__Activity__.
Transcribe each record below word for word.

__Listed entries__.
═══

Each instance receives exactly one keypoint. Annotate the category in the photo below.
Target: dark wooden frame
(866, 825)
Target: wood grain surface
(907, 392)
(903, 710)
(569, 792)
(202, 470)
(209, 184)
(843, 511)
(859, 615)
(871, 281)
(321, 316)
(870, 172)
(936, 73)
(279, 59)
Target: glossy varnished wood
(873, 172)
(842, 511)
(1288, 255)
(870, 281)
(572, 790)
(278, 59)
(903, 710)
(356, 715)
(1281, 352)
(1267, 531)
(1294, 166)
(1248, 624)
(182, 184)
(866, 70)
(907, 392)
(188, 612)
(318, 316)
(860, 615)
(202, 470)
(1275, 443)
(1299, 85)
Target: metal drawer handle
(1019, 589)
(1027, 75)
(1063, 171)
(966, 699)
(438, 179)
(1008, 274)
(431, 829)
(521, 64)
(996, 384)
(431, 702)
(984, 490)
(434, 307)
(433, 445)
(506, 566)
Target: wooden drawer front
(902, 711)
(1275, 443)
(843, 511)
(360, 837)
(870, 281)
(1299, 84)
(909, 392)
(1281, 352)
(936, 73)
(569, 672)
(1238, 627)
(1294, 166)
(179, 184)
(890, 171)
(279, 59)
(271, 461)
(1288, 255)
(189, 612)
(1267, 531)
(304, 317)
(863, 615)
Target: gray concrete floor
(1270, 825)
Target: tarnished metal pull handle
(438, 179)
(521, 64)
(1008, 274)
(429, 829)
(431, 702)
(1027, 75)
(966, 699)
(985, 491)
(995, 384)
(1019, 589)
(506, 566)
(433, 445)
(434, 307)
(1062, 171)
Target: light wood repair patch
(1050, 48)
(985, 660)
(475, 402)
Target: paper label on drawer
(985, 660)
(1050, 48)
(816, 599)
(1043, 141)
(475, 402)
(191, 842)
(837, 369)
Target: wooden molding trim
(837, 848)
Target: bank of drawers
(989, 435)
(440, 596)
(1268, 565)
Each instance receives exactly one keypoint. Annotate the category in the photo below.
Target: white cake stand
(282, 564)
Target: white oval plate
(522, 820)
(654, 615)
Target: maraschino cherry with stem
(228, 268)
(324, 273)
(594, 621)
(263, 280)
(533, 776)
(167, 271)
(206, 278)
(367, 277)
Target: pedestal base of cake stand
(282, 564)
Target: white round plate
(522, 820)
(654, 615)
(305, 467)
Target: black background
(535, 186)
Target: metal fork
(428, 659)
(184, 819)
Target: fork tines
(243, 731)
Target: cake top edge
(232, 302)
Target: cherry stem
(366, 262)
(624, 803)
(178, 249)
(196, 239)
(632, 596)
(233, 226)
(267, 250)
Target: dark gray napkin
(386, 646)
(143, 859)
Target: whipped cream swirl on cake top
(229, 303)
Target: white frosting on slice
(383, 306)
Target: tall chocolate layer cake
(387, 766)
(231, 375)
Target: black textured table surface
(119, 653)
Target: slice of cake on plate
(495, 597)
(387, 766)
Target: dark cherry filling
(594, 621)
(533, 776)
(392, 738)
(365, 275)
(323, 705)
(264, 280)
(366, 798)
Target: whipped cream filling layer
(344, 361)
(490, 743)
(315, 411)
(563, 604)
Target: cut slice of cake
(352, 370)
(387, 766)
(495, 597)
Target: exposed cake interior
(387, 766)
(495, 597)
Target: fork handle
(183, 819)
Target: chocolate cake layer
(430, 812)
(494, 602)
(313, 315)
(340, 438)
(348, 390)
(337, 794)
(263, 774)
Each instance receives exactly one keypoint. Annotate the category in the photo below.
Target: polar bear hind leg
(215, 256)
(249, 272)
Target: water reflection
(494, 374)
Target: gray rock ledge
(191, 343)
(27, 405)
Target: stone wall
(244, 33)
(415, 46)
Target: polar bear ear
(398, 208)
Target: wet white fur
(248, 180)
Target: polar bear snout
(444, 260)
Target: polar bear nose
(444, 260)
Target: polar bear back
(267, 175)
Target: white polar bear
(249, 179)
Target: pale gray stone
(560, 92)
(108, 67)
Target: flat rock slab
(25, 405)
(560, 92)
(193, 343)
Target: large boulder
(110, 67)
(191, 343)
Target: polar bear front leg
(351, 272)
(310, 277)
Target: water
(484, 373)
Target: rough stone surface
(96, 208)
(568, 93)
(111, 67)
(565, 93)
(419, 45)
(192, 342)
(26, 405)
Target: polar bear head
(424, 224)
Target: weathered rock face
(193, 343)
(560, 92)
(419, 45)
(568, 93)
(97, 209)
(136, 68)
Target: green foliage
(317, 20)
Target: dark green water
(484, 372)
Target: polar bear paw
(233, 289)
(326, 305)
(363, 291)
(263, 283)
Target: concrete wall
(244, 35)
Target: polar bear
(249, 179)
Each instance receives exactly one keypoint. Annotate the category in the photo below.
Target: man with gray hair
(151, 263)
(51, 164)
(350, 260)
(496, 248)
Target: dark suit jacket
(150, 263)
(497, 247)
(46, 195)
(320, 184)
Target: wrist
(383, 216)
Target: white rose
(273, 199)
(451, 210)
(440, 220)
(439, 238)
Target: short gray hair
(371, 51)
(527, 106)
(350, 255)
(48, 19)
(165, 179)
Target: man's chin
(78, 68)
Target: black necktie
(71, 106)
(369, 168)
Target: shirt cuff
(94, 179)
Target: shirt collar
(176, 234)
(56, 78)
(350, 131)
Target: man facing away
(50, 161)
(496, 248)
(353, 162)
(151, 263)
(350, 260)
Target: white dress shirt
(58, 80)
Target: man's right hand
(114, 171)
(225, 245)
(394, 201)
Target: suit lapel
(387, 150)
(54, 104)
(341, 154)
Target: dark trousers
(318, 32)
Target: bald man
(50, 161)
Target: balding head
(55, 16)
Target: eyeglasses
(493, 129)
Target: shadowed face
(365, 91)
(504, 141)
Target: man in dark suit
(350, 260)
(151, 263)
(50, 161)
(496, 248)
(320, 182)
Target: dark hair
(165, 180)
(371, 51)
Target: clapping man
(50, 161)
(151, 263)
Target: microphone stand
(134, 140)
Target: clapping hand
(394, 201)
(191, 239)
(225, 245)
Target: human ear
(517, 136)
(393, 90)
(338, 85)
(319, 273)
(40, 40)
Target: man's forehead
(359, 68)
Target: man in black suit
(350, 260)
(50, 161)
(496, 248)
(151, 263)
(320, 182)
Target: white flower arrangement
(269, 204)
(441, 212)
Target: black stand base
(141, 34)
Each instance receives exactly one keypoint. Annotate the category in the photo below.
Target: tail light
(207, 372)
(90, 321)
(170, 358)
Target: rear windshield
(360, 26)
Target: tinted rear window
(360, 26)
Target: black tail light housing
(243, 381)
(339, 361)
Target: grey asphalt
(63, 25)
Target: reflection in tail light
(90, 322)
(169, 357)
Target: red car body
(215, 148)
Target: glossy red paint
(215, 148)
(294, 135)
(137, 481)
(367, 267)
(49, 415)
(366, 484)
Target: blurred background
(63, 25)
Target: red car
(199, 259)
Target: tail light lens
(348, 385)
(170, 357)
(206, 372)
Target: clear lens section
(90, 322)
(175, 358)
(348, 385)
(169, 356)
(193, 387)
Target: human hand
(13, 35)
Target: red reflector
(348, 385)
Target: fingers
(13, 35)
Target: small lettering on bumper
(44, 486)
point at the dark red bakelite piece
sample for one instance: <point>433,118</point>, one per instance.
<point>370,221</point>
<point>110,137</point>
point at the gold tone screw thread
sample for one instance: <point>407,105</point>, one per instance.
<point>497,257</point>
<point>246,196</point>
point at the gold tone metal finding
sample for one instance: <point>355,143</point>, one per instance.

═══

__Answer space__.
Each instance receives exactly one keypoint. Annotate the category in the photo below.
Target: dark wooden frame
(866, 825)
Target: wood grain surface
(907, 392)
(903, 710)
(569, 792)
(202, 470)
(209, 184)
(843, 511)
(859, 615)
(871, 281)
(321, 316)
(870, 172)
(936, 73)
(279, 59)
Target: glossy varnished wood
(873, 172)
(842, 511)
(1288, 255)
(870, 281)
(572, 790)
(278, 59)
(903, 710)
(356, 715)
(1281, 352)
(1267, 531)
(1294, 166)
(1248, 624)
(182, 184)
(866, 70)
(907, 392)
(188, 612)
(318, 316)
(860, 615)
(202, 470)
(1275, 443)
(1299, 85)
Target: metal drawer handle
(1019, 589)
(1027, 75)
(1063, 171)
(966, 699)
(438, 179)
(1008, 274)
(431, 829)
(521, 64)
(996, 384)
(431, 702)
(984, 490)
(434, 307)
(433, 445)
(506, 566)
Target: wooden drawer front
(902, 711)
(1275, 443)
(843, 511)
(360, 837)
(870, 281)
(1299, 84)
(909, 392)
(1281, 352)
(936, 73)
(569, 672)
(1238, 627)
(1294, 166)
(179, 184)
(890, 171)
(279, 59)
(271, 461)
(1288, 255)
(189, 612)
(1267, 531)
(304, 317)
(863, 615)
Target: gray concrete floor
(1270, 825)
Target: tarnished metal pull handle
(438, 179)
(521, 64)
(1008, 274)
(429, 829)
(431, 702)
(1027, 75)
(966, 699)
(985, 491)
(995, 384)
(1019, 589)
(506, 566)
(433, 445)
(434, 307)
(1062, 171)
Target: light wood repair patch
(1050, 48)
(985, 660)
(475, 402)
Target: paper label on drawer
(985, 660)
(1050, 48)
(816, 599)
(1043, 141)
(475, 402)
(191, 842)
(837, 369)
Target: wooden molding trim
(837, 848)
Target: bank of drawers
(989, 435)
(440, 596)
(1268, 565)
Each instance receives exactly one keypoint. Annotate the category in the photo below.
Target: white cake stand
(282, 564)
Target: white oval plate
(522, 820)
(654, 615)
Target: maraschino cherry with stem
(228, 268)
(324, 273)
(594, 621)
(263, 280)
(533, 776)
(167, 271)
(206, 278)
(367, 277)
Target: pedestal base of cake stand
(282, 564)
Target: white round plate
(522, 820)
(654, 615)
(305, 467)
Target: black background
(535, 186)
Target: metal fork
(428, 659)
(184, 819)
Target: fork tines
(243, 731)
Target: cake top edge
(232, 302)
Target: cherry stem
(366, 262)
(624, 803)
(178, 249)
(196, 239)
(632, 596)
(233, 226)
(267, 250)
Target: dark gray napkin
(386, 646)
(143, 859)
Target: whipped cream swirl on cake top
(229, 303)
Target: white frosting on slice
(383, 306)
Target: tall chocolate layer cake
(387, 766)
(231, 375)
Target: black textured table surface
(119, 653)
Target: slice of cake on plate
(495, 597)
(387, 766)
Target: dark cherry filling
(594, 621)
(533, 776)
(392, 738)
(365, 275)
(323, 705)
(264, 280)
(366, 798)
Target: whipped cream filling layer
(344, 361)
(490, 743)
(315, 411)
(563, 604)
Target: cut slice of cake
(352, 370)
(387, 766)
(495, 597)
Target: exposed cake interior
(387, 766)
(495, 597)
Target: fork handle
(183, 819)
Target: chocolate cake layer
(430, 812)
(494, 602)
(313, 315)
(340, 438)
(348, 390)
(337, 794)
(263, 774)
Each instance receives exactly one keypoint. Annotate the category in the photo below.
Target: polar bear hind leg
(215, 256)
(249, 272)
Target: water reflection
(494, 374)
Target: gray rock ledge
(191, 343)
(27, 405)
Target: stone wall
(244, 33)
(415, 46)
Target: polar bear ear
(398, 208)
Target: wet white fur
(248, 180)
Target: polar bear snout
(444, 260)
Target: polar bear nose
(444, 260)
Target: polar bear back
(267, 175)
Target: white polar bear
(249, 179)
Target: pale gray stone
(560, 92)
(108, 67)
Target: flat rock slab
(25, 405)
(560, 92)
(193, 343)
Target: large boulder
(110, 67)
(191, 343)
Target: polar bear front leg
(351, 272)
(310, 277)
Target: water
(484, 373)
Target: rough stone surface
(96, 208)
(568, 93)
(111, 67)
(565, 93)
(419, 45)
(192, 342)
(26, 405)
Target: polar bear head
(424, 224)
Target: weathered rock face
(193, 343)
(560, 92)
(419, 45)
(568, 93)
(97, 209)
(136, 68)
Target: green foliage
(317, 20)
Target: dark green water
(484, 372)
Target: polar bear paw
(233, 289)
(326, 305)
(363, 291)
(263, 283)
Target: concrete wall
(244, 35)
Target: polar bear
(249, 179)
Each instance receives exactly one keypoint. Annotate the category in the photo below.
Target: man with gray hair
(151, 263)
(51, 164)
(350, 260)
(496, 248)
Target: dark suit jacket
(150, 263)
(497, 247)
(46, 195)
(320, 184)
Target: wrist
(383, 216)
Target: white rose
(273, 199)
(451, 210)
(440, 220)
(439, 238)
Target: short gray hair
(371, 51)
(527, 106)
(350, 255)
(48, 19)
(165, 179)
Target: man's chin
(78, 68)
Target: black necktie
(71, 106)
(369, 168)
Target: shirt cuff
(94, 179)
Target: shirt collar
(176, 234)
(56, 78)
(350, 131)
Target: man facing away
(50, 161)
(496, 248)
(353, 162)
(151, 263)
(350, 260)
Target: white dress shirt
(58, 80)
Target: man's right hand
(114, 171)
(225, 245)
(394, 201)
Target: suit lapel
(387, 150)
(54, 104)
(341, 154)
Target: dark trousers
(318, 32)
Target: bald man
(50, 161)
Target: balding head
(55, 16)
Target: eyeglasses
(493, 129)
Target: shadowed face
(365, 91)
(504, 141)
Target: man in dark suit
(350, 260)
(151, 263)
(50, 161)
(496, 248)
(320, 182)
Target: dark hair
(165, 180)
(371, 51)
Target: clapping man
(50, 161)
(151, 263)
Target: microphone stand
(134, 140)
Target: clapping hand
(394, 201)
(191, 239)
(225, 245)
Target: human ear
(517, 136)
(393, 90)
(338, 85)
(319, 273)
(40, 40)
Target: man's forehead
(359, 68)
Target: man in black suit
(350, 260)
(50, 161)
(496, 248)
(151, 263)
(320, 182)
Target: white flower arrangement
(269, 204)
(441, 212)
Target: black stand base
(141, 34)
Each instance receives exactly one keypoint. Annotate the category in the photo below.
Target: tail light
(207, 372)
(90, 321)
(170, 358)
Target: rear windshield
(360, 26)
Target: tinted rear window
(360, 26)
Target: black tail light housing
(243, 381)
(339, 361)
Target: grey asphalt
(63, 25)
Target: reflection in tail light
(90, 322)
(169, 357)
Target: red car body
(215, 148)
Target: glossy red paint
(215, 148)
(294, 135)
(137, 481)
(367, 267)
(49, 415)
(366, 484)
Target: blurred background
(63, 25)
Target: red car
(199, 259)
Target: tail light lens
(348, 385)
(170, 357)
(206, 372)
Target: clear lens section
(90, 322)
(175, 358)
(348, 385)
(169, 356)
(193, 387)
Target: human hand
(13, 35)
Target: red reflector
(348, 385)
Target: fingers
(13, 35)
Target: small lettering on bumper
(44, 486)
point at the dark red bakelite piece
sample for one instance: <point>433,118</point>, one per instance.
<point>370,221</point>
<point>110,137</point>
point at the gold tone screw thread
sample for one instance: <point>407,105</point>, one per instance.
<point>497,257</point>
<point>246,196</point>
point at the gold tone metal finding
sample for one instance: <point>355,143</point>, one per instance.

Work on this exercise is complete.